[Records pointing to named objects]
▼

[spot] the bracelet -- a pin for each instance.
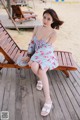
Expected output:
(29, 55)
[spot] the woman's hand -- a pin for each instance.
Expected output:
(26, 59)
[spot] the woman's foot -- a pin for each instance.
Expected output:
(39, 85)
(46, 109)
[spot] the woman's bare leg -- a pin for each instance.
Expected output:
(42, 76)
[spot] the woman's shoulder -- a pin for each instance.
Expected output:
(54, 33)
(38, 26)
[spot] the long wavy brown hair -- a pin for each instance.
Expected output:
(56, 21)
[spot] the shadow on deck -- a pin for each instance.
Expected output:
(19, 96)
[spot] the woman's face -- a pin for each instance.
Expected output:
(47, 19)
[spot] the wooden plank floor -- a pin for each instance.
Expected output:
(19, 96)
(7, 23)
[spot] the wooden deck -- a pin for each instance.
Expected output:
(7, 23)
(19, 96)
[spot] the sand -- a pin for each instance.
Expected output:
(68, 37)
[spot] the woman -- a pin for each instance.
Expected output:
(41, 57)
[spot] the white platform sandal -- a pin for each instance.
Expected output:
(39, 85)
(46, 109)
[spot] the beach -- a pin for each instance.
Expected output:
(68, 36)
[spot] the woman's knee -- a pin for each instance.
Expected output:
(40, 72)
(35, 66)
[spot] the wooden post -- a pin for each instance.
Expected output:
(8, 5)
(10, 16)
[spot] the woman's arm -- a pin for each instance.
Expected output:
(31, 46)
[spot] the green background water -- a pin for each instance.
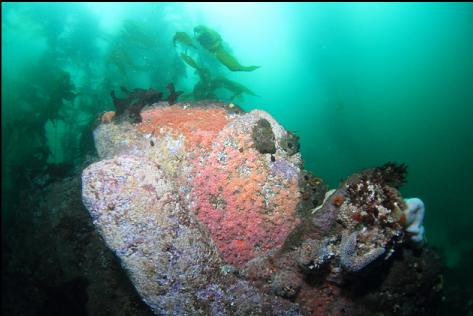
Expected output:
(361, 84)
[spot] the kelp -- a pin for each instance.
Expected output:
(184, 39)
(212, 41)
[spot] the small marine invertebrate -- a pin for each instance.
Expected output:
(391, 174)
(173, 94)
(414, 217)
(349, 258)
(263, 137)
(286, 283)
(290, 143)
(338, 200)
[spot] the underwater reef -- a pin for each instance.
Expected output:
(210, 212)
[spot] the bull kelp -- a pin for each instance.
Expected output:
(237, 158)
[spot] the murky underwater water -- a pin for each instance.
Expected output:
(360, 84)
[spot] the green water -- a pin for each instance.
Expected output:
(361, 84)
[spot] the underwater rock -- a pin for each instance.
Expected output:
(210, 212)
(263, 137)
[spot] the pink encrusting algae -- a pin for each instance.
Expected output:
(198, 125)
(246, 209)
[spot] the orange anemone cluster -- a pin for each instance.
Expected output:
(198, 125)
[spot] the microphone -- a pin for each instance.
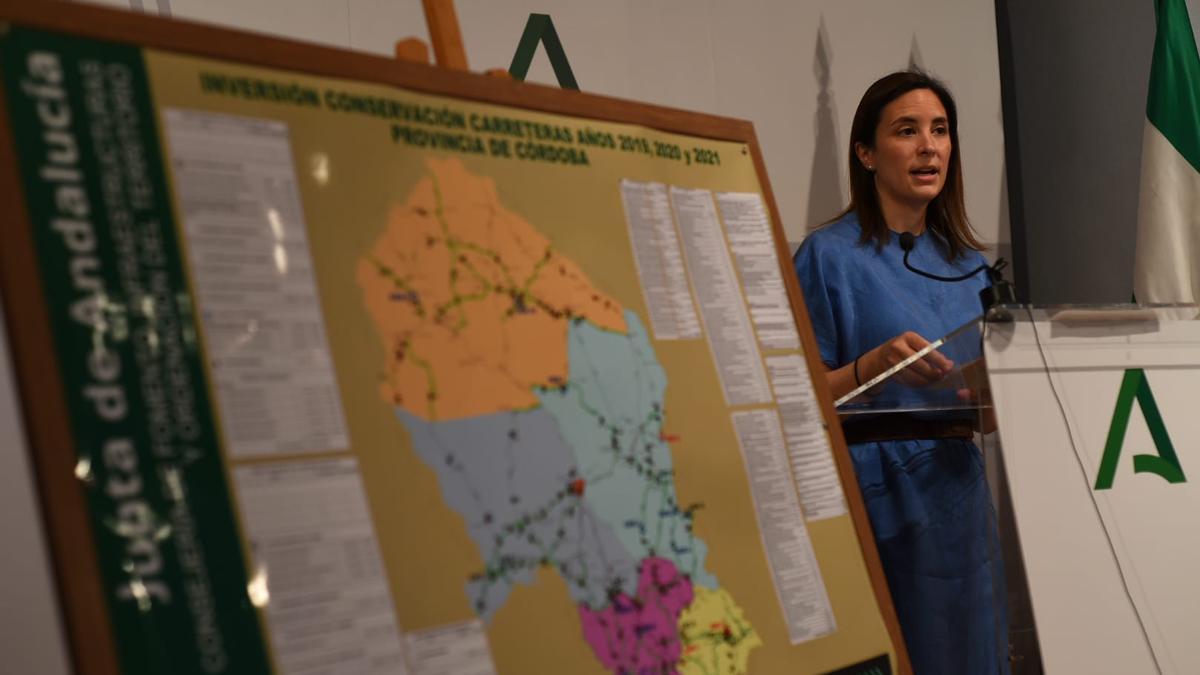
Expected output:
(1001, 292)
(907, 242)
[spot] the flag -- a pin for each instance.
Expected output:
(1167, 264)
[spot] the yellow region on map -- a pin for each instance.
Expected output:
(472, 302)
(715, 635)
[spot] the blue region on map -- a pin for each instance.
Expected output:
(516, 485)
(611, 414)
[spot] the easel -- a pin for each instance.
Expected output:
(449, 52)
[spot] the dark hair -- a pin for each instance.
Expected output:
(947, 213)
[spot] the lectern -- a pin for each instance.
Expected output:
(1096, 407)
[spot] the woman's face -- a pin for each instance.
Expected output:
(912, 149)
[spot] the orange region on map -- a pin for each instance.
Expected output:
(472, 303)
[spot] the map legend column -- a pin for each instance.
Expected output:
(721, 306)
(798, 583)
(754, 248)
(659, 261)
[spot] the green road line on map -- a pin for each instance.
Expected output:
(388, 273)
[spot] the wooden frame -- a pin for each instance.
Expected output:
(45, 411)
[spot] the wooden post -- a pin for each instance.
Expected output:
(413, 49)
(444, 34)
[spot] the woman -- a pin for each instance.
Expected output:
(927, 496)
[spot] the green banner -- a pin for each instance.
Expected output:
(127, 350)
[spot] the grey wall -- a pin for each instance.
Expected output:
(796, 70)
(1074, 79)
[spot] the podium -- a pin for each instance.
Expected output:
(1095, 408)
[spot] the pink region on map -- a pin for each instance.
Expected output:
(640, 635)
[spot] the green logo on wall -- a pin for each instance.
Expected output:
(1165, 463)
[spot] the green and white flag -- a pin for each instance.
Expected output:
(1167, 267)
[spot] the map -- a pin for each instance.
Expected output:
(539, 402)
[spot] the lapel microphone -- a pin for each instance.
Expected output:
(1001, 292)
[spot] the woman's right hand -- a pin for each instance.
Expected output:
(930, 368)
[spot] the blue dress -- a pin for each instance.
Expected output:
(928, 501)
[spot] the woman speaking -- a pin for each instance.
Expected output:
(924, 490)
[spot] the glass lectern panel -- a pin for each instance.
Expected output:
(948, 375)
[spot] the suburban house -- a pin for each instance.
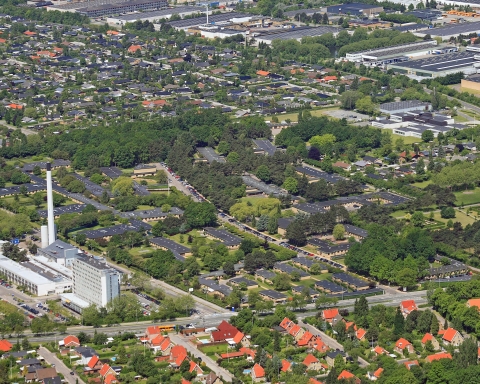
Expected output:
(313, 364)
(258, 373)
(473, 303)
(451, 337)
(439, 356)
(410, 363)
(225, 331)
(408, 306)
(69, 341)
(345, 375)
(331, 316)
(402, 344)
(432, 339)
(374, 376)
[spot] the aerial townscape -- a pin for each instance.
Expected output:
(243, 191)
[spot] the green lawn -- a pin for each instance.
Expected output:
(423, 184)
(406, 139)
(217, 348)
(468, 197)
(461, 217)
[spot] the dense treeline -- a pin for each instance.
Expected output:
(391, 257)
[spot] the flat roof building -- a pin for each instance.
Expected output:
(94, 281)
(38, 279)
(60, 252)
(295, 33)
(154, 16)
(356, 9)
(439, 65)
(452, 30)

▲

Reproduce the records starting at the line that contains "[spot] the orange anemone" and ending at the line that contains "(1165, 463)", requests included, shifting every coordinate in the answers by adding 76 to each number. Leave the pictures out of your output.

[spot] the orange anemone cluster -- a pin for each instance.
Expected output:
(274, 201)
[spot] the microphone -- a pin for each instance.
Expected output:
(1077, 368)
(983, 318)
[spot] the flag -- a pin for each instance.
Expected output:
(1243, 340)
[spot] the yellow region on map -- a pin for each instance.
Expected output:
(548, 378)
(791, 711)
[spot] the blue region on map -- a pin for each instance.
Expected output:
(592, 561)
(687, 490)
[spot] the easel -- a pin for each instance.
Expected output:
(525, 128)
[spot] the dark hair -- a pin for each instance.
Expected output:
(1023, 289)
[spot] the lectern -- a pin for each instance.
Expected output:
(1172, 483)
[spot] the woman's face -- a pin for each instance.
Expected output:
(988, 225)
[spot] the orange region on map -- a pin for each instance.
Expected output:
(548, 379)
[spot] the map legend column -- a pin for each instance.
Expected output:
(797, 382)
(874, 659)
(830, 324)
(735, 337)
[spot] the green road line on map -- a pin for each instance.
Expected output:
(464, 349)
[spot] the wooden frame -- a pin for each instance.
Expected output:
(121, 487)
[spot] the wooden post -- a pin for each instance.
Expected output:
(489, 125)
(520, 110)
[spot] the woman -- a pin for each instance.
Expected output:
(1003, 572)
[spot] the green banner -- a pin for each instance.
Expected output:
(203, 426)
[spot] the grey wall -- a pin for each instance.
Expected output:
(872, 146)
(1150, 155)
[spot] the podium -- a pin for each instance.
Expected output:
(1171, 484)
[spot] the pink region on map -- a pin for each instance.
Expected output:
(716, 711)
[spot] the green logo on wall -- a pin for each instance.
Expected output:
(1241, 539)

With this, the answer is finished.